• [WHAT TO WORK ON]:
List every reagent in the tissue-processing methods text that is attributed to Sigma.

• [DOCUMENT SECTION]:
All tissue samples were collected and labeled in Hank’s balanced salt solution (HBSS; Sigma, St. Louis, MO, USA) supplemented with 20% fetal bovine serum (FBS; Gibco, Waltham, MA, USA) and 1% penicillin/streptomycin (Sigma). The samples were processed immediately following primary isolation and washed by Dulbecco’s phosphate-buffered saline (DPBS; Sigma). Next, the samples were minced into 1×1 mm pieces using a scalpel in a Dulbecco's modified Eagle medium/F-12 nutrient mixture (DMEM-F12; Sigma). The dissected tissue was incubated for 1 hour at 37°C in a 10 mL digest solution, containing trypsin/EDTA (2.5 BAEE units/mL, Sigma), collagenase I (2 mg/mL, Sigma), and DNAse I (0.1 mg/mL, Sigma) in HBSS. After incubation, the digested tissue was strained in DMEM-F12 supplemented with 20% FBS (Gibco) and 1% penicillin/streptomycin (Sigma) through a 40 μm nylon mesh cell strainer. The stromal cells were passed through the filter and collected. The epithelial glands that were kept in the strainer were back-washed and collected. The stromal and epithelial glands were cultured into 75 cm2 and 25 cm2 culture flasks, respectively. All cell cultures were incubated at 37°C in a humid atmosphere with 5% CO2. Once the cell populations were ~70% confluent, they were frozen and stored in liquid nitrogen until further usage.

• [SOURCE MATERIAL]:
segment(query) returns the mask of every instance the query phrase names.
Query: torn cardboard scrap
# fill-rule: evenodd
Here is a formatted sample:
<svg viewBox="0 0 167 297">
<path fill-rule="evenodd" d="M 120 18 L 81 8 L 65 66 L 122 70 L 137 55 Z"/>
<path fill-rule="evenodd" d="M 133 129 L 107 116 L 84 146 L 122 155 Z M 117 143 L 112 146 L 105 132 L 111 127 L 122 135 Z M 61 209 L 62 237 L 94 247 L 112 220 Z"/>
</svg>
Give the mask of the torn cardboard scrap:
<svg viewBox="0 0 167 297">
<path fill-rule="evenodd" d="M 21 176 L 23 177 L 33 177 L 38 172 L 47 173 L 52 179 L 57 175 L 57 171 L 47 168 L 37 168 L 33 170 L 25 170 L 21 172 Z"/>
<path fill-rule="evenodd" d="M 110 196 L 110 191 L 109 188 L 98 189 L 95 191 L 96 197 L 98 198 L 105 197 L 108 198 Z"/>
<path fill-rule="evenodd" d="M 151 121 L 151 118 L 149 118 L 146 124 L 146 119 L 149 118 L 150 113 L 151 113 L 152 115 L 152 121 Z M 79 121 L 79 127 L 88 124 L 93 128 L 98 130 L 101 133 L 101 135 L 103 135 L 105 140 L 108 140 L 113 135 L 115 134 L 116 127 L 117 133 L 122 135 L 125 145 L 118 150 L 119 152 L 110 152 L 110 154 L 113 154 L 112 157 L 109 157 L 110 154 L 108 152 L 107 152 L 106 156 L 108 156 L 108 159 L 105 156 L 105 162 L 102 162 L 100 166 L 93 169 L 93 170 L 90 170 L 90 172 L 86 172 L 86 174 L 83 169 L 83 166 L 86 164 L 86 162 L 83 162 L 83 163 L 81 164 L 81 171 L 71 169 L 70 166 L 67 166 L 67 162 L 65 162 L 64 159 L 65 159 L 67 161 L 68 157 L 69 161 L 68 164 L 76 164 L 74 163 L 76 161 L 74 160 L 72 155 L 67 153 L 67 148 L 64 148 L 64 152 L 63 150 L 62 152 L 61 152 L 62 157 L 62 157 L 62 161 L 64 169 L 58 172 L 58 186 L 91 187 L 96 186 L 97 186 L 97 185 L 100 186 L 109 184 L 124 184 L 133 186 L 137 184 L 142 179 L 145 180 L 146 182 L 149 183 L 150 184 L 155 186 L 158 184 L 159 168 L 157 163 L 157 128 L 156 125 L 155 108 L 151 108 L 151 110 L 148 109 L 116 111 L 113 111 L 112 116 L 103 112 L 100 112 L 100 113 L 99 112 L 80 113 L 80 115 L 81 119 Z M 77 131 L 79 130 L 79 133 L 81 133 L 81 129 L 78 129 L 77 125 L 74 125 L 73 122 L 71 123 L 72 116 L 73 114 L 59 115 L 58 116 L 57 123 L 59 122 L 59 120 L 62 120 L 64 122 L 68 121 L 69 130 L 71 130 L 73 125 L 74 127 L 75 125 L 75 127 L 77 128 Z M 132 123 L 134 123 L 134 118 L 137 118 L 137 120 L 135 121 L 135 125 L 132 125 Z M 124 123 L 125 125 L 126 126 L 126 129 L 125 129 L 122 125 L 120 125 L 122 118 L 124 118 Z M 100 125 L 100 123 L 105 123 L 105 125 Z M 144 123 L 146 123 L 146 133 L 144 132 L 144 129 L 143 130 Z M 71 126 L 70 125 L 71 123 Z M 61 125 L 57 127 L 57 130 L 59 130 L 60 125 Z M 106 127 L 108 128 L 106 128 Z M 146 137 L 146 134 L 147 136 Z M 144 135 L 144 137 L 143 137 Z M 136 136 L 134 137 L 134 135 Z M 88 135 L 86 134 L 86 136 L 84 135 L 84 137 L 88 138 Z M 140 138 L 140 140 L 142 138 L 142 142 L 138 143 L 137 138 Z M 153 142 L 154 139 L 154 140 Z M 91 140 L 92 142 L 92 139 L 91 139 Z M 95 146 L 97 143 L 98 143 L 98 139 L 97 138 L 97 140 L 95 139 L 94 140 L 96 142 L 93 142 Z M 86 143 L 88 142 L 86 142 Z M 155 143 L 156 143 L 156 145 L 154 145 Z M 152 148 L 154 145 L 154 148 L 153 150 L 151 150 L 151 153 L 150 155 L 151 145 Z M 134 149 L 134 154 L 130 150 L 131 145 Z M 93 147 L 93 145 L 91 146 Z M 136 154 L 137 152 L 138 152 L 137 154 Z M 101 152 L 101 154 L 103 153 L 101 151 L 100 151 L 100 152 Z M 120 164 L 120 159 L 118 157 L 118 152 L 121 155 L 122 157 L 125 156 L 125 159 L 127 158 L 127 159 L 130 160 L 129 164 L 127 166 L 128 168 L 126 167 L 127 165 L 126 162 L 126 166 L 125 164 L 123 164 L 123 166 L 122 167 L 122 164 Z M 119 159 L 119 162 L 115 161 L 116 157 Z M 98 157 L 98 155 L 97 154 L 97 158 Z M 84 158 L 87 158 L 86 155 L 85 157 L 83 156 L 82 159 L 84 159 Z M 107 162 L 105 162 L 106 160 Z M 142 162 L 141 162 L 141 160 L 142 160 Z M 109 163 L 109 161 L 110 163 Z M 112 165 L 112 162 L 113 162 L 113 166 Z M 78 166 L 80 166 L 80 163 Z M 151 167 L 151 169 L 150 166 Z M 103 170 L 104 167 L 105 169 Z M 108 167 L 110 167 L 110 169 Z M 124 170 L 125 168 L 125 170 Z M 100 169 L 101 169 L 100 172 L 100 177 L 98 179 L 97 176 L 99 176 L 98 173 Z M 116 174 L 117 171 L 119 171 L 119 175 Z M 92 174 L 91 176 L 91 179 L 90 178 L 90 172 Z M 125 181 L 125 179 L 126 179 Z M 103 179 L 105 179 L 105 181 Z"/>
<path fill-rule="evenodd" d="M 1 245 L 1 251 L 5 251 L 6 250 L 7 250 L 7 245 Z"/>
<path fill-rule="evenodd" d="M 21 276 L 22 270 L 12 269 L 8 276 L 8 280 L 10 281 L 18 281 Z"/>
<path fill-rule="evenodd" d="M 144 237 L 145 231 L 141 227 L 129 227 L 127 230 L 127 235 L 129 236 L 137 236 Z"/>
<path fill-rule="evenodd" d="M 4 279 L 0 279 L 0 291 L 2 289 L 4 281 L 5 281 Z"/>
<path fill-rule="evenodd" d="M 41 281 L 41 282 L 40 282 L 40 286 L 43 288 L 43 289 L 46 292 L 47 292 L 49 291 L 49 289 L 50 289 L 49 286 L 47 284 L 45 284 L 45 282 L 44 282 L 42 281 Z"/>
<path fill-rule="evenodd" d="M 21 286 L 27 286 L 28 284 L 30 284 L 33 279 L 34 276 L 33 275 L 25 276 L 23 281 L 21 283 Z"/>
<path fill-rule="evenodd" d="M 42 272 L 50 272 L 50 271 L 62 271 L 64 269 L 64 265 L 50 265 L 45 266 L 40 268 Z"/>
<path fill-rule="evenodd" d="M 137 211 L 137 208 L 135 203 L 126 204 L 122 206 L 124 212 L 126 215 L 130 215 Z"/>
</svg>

• [ANSWER BELOW]:
Hank's balanced salt solution (HBSS), penicillin/streptomycin, Dulbecco's phosphate-buffered saline (DPBS), Dulbecco's modified Eagle medium/F-12 nutrient mixture (DMEM-F12), trypsin/EDTA, collagenase I, and DNAse I.